No existe razón legal válida para mantener
estas instituciones en las democracias occidentales, salvo la propia incoherencia de las leyes.
Por definición atentan contra dos principios
fundamentales: la igualdad por naturaleza de todos los ciudadanos y el estado
laico.
El rey procede de una línea sucesoria determinada
por su origen y accede al trono por encima incluso de su propia voluntad. La
posible abdicación se producirá siempre después de haber sido incluido en esa
secuencia de sucesión. Cualquier otro ciudadano jamás podrá interferirse en ese
proceso por el hecho de haber nacido fuera de esa línea.

* **MATERIAL**

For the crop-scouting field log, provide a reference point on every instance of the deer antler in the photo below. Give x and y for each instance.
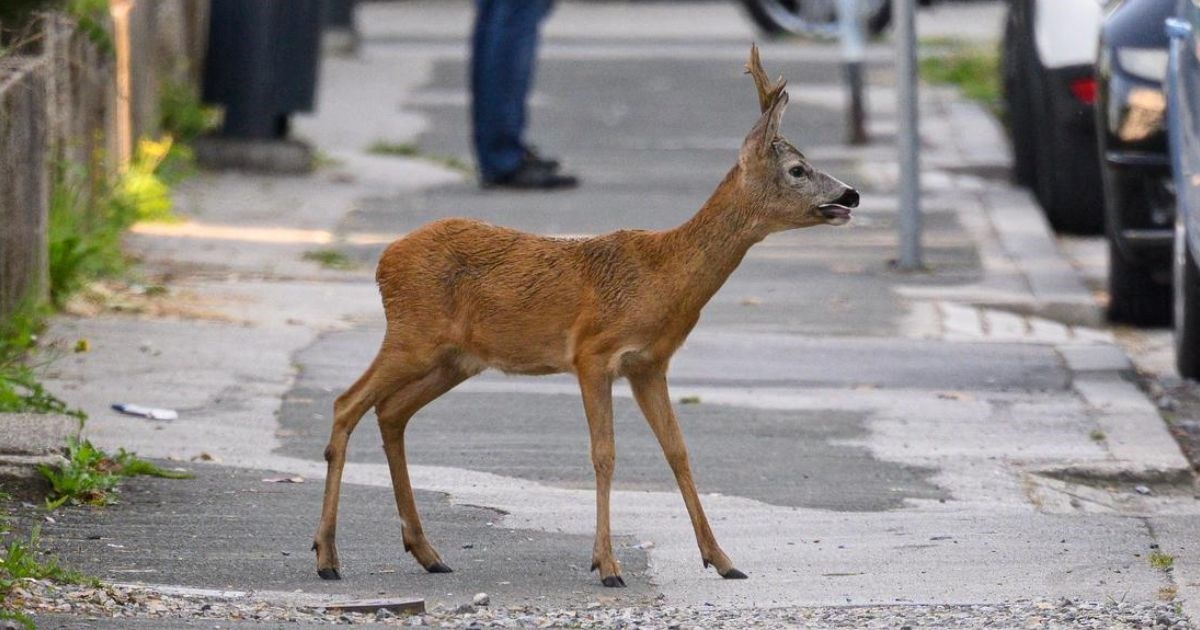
(768, 90)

* **COMPLETA LO SIGUIENTE**
a - ¿Puedes transcribir textualmente el fragmento sobre la monarquía entre "No existe razón" y "de esa línea.", ambos incluidos?
b - ¿Puedes continuar el fragmento sobre la monarquía a partir del punto en que se detiene?
Los datos son material aparte, independiente del fragmento sobre la monarquía.

* **RESULTADOS POR TAREA**
a -
No existe razón legal válida para mantener
estas instituciones en las democracias occidentales, salvo la propia incoherencia de las leyes.
Por definición atentan contra dos principios
fundamentales: la igualdad por naturaleza de todos los ciudadanos y el estado
laico.
El rey procede de una línea sucesoria determinada
por su origen y accede al trono por encima incluso de su propia voluntad. La
posible abdicación se producirá siempre después de haber sido incluido en esa
secuencia de sucesión. Cualquier otro ciudadano jamás podrá interferirse en ese
proceso por el hecho de haber nacido fuera de esa línea.

b -
Detrás de todas las monarquías occidentales hay un principio
emanado de Dios que bendice al rey y a su familia. La presencia de esta
institución en las leyes implica el reconocimiento de la voluntad de Dios. Se
produce, por lo tanto, una imposición religiosa a todos los ciudadanos del
reino dentro de unas leyes que proclaman contradictoriamente la libertad de
religión.
No caigamos en la torpeza de atacar a las monarquías
por su relajación de costumbres. Siempre mantuvieron una doble moralidad.
Exijamos coherencia en las leyes de un Estado del s. XXI: igualdad de derechos, oportunidades y
libertad de pensamiento. Mientras tengamos rey y sucesores seguiremos anclados
en otras épocas.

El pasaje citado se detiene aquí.